[WRITTEN PROBLEM] Which lines in the material below contain the word "orange"? Copy each one in full.

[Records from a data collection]
━━━━

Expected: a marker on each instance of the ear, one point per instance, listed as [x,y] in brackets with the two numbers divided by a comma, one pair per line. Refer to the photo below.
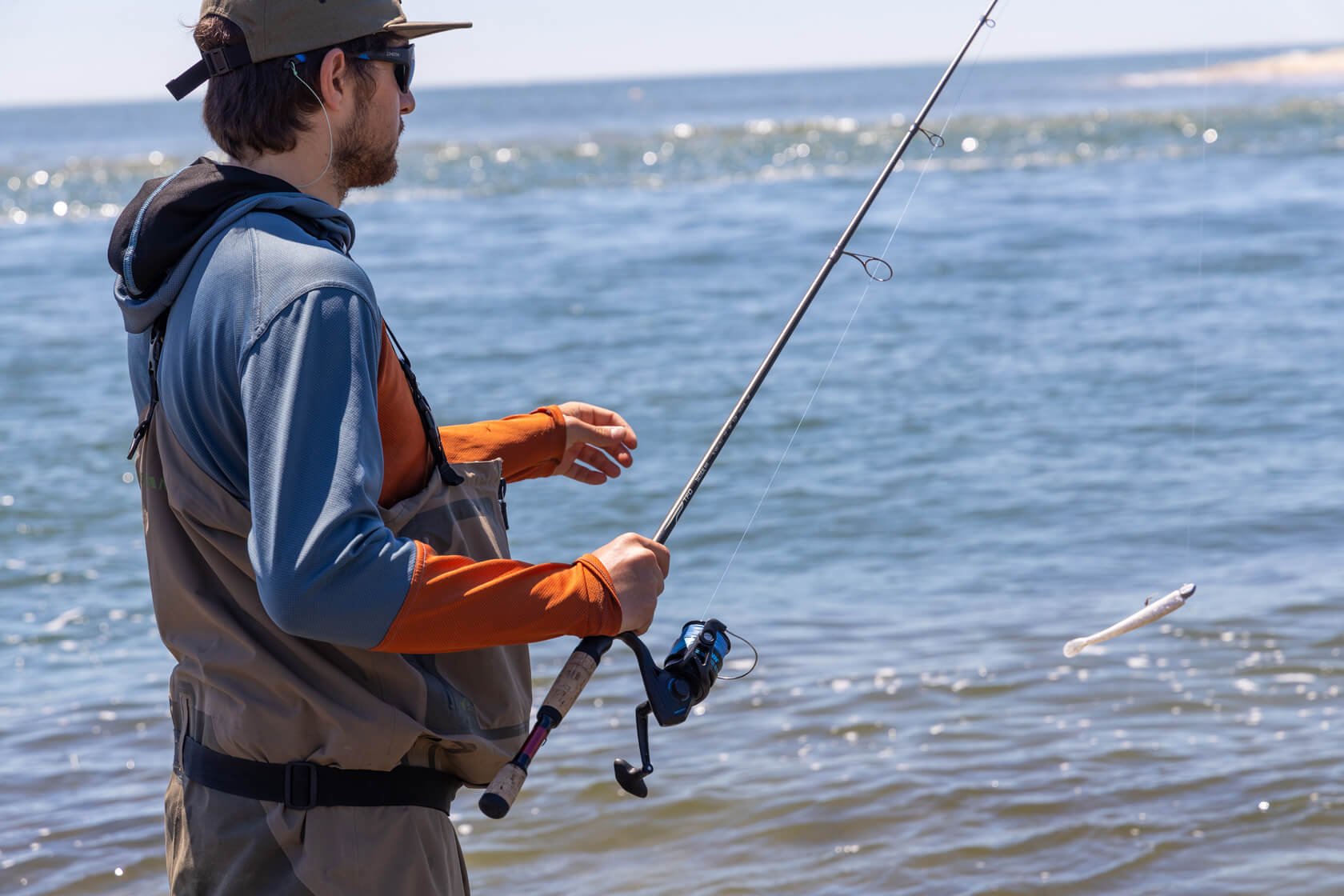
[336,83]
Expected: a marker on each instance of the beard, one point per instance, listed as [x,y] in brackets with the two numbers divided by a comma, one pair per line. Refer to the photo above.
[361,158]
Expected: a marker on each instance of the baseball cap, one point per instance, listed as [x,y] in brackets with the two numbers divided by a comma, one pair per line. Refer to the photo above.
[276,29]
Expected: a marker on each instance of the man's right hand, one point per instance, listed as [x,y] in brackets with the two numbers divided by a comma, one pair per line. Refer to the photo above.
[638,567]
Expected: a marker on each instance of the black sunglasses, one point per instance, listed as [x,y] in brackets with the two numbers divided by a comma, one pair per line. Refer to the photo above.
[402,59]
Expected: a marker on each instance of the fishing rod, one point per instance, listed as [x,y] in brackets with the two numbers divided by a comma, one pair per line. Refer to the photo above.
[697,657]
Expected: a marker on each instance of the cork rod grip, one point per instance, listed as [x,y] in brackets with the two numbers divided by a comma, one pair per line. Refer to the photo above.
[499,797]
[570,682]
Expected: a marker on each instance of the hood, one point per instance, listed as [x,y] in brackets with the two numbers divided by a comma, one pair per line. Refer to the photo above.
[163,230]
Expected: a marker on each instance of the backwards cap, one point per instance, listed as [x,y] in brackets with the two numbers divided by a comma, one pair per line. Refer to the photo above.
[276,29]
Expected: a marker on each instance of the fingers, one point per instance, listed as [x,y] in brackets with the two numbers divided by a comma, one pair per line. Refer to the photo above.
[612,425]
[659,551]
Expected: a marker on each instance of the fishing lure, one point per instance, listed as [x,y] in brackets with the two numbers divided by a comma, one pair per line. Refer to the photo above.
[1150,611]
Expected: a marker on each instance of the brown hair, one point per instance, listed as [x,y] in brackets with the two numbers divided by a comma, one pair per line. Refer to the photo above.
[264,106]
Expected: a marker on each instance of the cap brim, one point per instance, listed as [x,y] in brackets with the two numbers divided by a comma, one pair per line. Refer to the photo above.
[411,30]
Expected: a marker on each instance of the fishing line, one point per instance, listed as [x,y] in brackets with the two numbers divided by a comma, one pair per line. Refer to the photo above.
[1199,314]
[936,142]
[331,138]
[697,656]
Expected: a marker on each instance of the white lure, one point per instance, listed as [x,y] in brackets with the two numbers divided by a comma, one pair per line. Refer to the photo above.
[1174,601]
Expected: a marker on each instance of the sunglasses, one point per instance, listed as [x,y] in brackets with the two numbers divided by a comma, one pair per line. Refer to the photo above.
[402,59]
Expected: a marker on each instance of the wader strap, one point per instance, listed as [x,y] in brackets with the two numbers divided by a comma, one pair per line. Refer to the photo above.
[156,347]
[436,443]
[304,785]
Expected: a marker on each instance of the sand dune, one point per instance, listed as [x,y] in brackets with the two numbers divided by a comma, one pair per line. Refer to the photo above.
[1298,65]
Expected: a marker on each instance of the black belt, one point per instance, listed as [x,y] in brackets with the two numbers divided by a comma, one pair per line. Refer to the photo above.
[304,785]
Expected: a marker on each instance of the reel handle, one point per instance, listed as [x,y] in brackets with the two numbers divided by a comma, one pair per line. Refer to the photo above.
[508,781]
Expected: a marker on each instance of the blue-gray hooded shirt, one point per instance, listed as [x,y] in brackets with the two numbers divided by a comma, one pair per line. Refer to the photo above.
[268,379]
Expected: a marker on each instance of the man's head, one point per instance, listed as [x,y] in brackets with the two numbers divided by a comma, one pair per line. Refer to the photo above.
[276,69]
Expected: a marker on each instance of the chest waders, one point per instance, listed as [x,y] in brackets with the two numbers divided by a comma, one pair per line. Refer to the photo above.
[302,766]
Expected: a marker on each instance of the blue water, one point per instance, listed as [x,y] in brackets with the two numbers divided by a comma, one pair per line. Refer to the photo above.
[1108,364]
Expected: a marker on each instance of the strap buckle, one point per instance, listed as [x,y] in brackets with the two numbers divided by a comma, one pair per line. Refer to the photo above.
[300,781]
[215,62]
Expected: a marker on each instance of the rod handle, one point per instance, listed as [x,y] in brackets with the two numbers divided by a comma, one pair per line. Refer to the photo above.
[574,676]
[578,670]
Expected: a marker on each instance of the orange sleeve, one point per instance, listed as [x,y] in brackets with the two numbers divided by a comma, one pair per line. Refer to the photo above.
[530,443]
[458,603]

━━━━

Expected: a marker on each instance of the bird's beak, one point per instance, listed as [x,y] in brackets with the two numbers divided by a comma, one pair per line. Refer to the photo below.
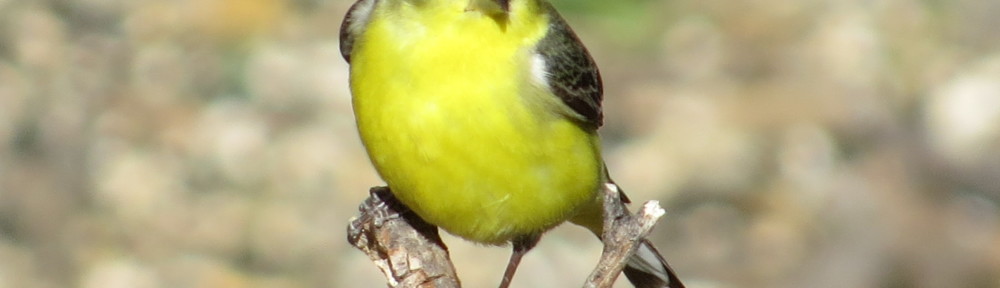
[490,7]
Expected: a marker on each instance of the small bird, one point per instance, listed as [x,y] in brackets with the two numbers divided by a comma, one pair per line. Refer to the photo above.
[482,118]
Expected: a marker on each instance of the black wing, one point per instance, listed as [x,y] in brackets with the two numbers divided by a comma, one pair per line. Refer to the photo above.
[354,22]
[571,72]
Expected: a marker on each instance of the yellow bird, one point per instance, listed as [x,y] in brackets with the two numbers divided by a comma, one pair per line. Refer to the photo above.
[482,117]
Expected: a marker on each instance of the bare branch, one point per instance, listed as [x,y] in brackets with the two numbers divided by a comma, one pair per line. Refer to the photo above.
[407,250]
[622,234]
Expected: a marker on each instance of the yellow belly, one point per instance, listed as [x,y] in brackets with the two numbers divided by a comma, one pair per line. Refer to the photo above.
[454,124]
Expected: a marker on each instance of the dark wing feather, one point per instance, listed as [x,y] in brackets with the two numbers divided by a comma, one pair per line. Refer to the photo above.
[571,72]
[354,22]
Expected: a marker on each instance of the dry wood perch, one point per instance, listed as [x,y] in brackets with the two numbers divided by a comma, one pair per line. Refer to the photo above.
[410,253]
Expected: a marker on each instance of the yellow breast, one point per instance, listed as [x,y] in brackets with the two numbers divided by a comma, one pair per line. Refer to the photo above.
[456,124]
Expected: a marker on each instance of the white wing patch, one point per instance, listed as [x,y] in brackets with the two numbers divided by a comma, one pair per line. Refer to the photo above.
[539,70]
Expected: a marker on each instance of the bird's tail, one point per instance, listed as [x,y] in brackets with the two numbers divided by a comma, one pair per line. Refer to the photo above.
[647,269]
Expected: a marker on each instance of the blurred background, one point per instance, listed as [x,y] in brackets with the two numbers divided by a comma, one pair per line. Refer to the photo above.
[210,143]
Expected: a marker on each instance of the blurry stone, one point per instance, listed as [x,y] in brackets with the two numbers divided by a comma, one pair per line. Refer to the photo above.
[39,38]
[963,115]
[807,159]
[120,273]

━━━━

[EXERCISE RESULT]
Expected: a marker on each instance of the orange sleeve, one point per instance, listed as [x,y] in brackets with the two numbers divided by a comma, one pair per line. Refer to the photo above.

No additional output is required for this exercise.